== Input for this task ==
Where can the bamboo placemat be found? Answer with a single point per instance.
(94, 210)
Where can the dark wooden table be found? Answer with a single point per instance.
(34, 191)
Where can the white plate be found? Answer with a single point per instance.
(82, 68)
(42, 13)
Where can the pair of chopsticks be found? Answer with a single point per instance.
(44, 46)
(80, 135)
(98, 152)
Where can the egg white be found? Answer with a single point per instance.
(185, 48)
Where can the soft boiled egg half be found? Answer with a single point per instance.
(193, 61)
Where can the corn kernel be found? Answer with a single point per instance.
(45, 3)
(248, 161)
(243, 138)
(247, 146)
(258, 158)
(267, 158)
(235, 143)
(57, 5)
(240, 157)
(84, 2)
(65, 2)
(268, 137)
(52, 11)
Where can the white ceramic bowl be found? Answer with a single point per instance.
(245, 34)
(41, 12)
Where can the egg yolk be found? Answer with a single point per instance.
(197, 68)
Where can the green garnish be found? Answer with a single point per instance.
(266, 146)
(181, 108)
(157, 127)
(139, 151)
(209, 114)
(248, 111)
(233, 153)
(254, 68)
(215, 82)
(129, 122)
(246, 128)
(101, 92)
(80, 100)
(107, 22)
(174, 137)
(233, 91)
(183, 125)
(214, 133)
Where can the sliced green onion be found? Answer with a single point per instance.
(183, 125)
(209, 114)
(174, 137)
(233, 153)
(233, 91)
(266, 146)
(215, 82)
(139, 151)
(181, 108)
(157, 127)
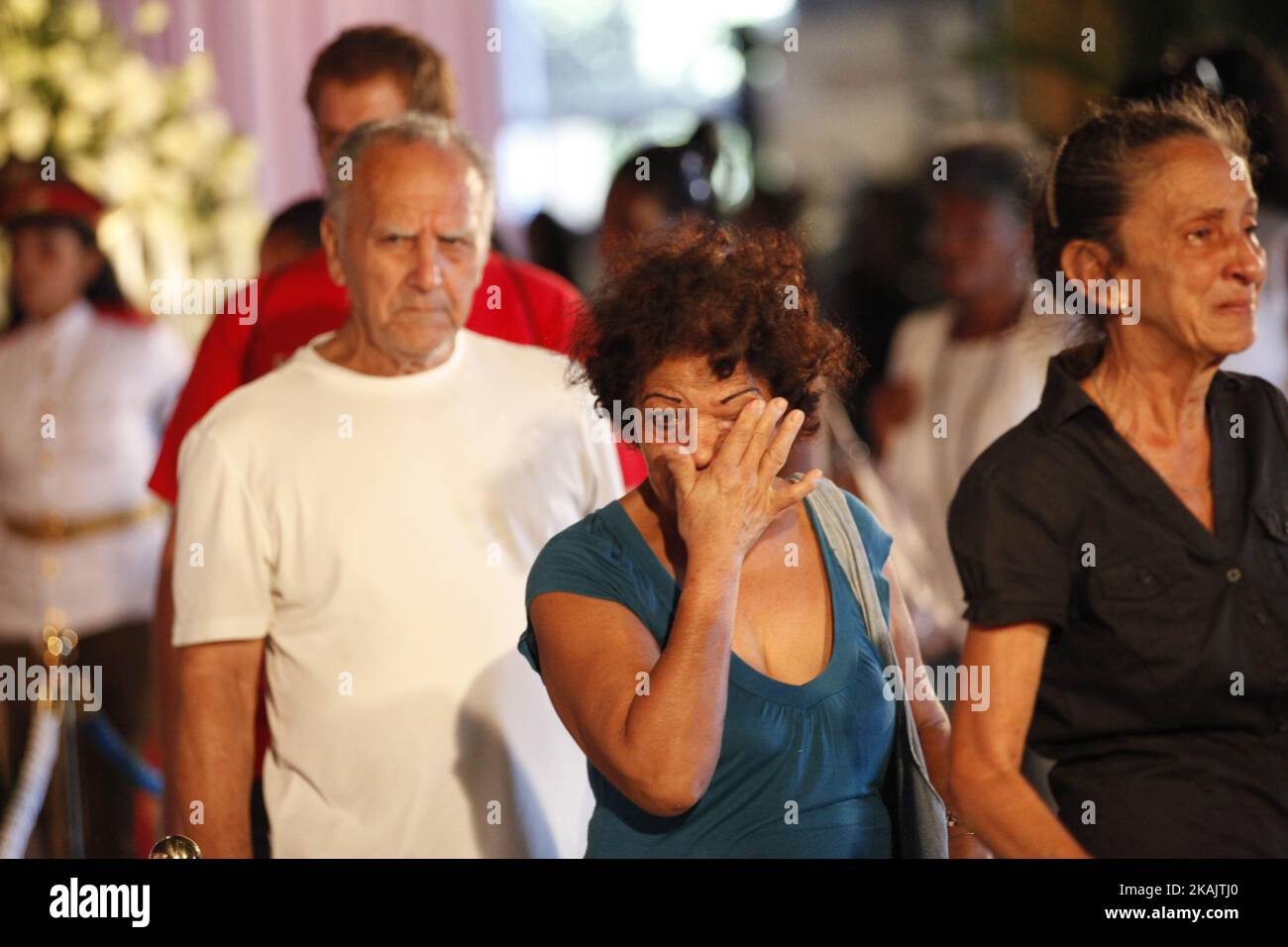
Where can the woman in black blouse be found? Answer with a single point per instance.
(1125, 549)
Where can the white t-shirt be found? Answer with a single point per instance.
(982, 386)
(378, 531)
(86, 398)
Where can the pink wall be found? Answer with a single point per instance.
(263, 51)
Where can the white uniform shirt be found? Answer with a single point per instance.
(982, 388)
(378, 531)
(85, 401)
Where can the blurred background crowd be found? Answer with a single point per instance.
(187, 123)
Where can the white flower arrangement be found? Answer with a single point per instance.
(149, 141)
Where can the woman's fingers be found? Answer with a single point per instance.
(764, 429)
(735, 444)
(795, 491)
(776, 455)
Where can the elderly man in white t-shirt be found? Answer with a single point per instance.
(364, 518)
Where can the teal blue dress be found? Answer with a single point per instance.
(800, 768)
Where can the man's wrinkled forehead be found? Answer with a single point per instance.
(407, 179)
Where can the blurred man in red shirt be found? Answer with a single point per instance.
(366, 73)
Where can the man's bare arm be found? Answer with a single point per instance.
(215, 745)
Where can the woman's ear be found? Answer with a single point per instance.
(330, 232)
(1085, 261)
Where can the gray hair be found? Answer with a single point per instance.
(408, 128)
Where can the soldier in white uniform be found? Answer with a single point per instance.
(86, 386)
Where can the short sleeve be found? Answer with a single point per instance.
(580, 561)
(876, 544)
(223, 564)
(1008, 548)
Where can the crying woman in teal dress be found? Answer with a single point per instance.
(698, 638)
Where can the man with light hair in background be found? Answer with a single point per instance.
(365, 518)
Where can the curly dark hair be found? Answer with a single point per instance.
(706, 289)
(1089, 182)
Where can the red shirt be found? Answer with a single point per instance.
(533, 307)
(297, 303)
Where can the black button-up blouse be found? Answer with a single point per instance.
(1164, 688)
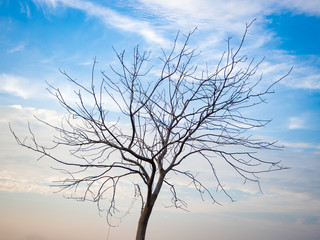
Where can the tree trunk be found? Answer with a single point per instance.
(146, 212)
(143, 221)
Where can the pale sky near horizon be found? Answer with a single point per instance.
(39, 37)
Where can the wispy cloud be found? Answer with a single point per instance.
(18, 86)
(111, 18)
(301, 145)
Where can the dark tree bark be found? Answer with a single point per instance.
(186, 113)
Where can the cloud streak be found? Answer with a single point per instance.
(111, 18)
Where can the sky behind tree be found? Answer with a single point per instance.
(39, 37)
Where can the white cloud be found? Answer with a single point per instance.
(17, 86)
(301, 145)
(112, 18)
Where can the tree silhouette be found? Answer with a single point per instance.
(189, 113)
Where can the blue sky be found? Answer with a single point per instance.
(39, 37)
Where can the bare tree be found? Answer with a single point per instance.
(189, 112)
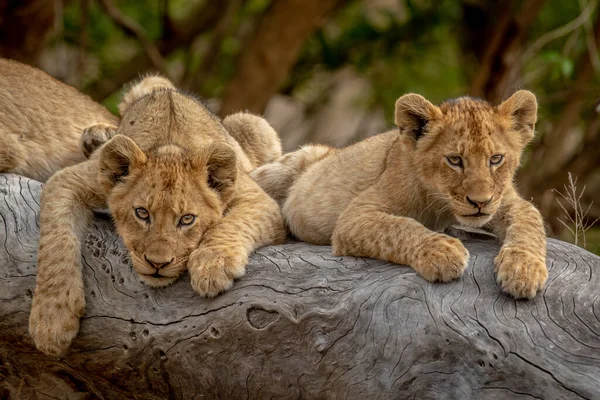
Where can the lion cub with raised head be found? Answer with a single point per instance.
(387, 196)
(41, 120)
(175, 180)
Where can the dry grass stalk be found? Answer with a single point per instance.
(577, 221)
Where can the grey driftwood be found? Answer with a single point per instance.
(301, 324)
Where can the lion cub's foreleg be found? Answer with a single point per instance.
(59, 299)
(254, 220)
(366, 229)
(521, 264)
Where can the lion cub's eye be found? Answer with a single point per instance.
(496, 159)
(455, 161)
(187, 219)
(142, 214)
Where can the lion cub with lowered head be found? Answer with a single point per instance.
(386, 196)
(175, 180)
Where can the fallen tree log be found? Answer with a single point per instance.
(301, 323)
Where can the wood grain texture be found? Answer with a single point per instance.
(300, 324)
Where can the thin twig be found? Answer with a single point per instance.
(133, 27)
(577, 222)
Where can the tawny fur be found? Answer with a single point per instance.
(173, 158)
(41, 120)
(389, 196)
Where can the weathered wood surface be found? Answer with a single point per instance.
(301, 324)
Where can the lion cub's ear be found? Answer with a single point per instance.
(521, 107)
(413, 112)
(142, 88)
(117, 157)
(222, 168)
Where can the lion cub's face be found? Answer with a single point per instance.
(466, 150)
(164, 200)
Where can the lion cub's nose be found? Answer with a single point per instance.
(157, 264)
(479, 202)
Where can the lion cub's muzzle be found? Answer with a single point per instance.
(157, 271)
(476, 211)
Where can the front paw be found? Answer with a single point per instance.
(94, 137)
(441, 258)
(519, 272)
(54, 322)
(212, 271)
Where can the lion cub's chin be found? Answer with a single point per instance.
(157, 282)
(474, 221)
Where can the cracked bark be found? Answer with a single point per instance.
(301, 323)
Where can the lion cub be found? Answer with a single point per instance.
(386, 196)
(175, 179)
(41, 120)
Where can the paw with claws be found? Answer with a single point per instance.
(54, 321)
(519, 272)
(94, 137)
(441, 258)
(213, 270)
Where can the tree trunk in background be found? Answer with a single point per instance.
(498, 48)
(272, 51)
(24, 28)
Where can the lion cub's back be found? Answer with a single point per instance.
(325, 189)
(41, 120)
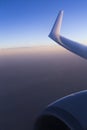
===
§ What the task requires:
Copy word for word the rows above, from the line containing "Where can the sliced" through the line containing "(1125, 549)", and leave the pictures out.

§ Answer to the exercise:
Where can the sliced green onion be found? Answer with a single point per instance.
(183, 125)
(209, 114)
(174, 137)
(233, 153)
(233, 91)
(266, 146)
(215, 82)
(139, 151)
(181, 108)
(157, 127)
Where can the woman in black blouse be found? Answer with a single point per instance.
(1125, 549)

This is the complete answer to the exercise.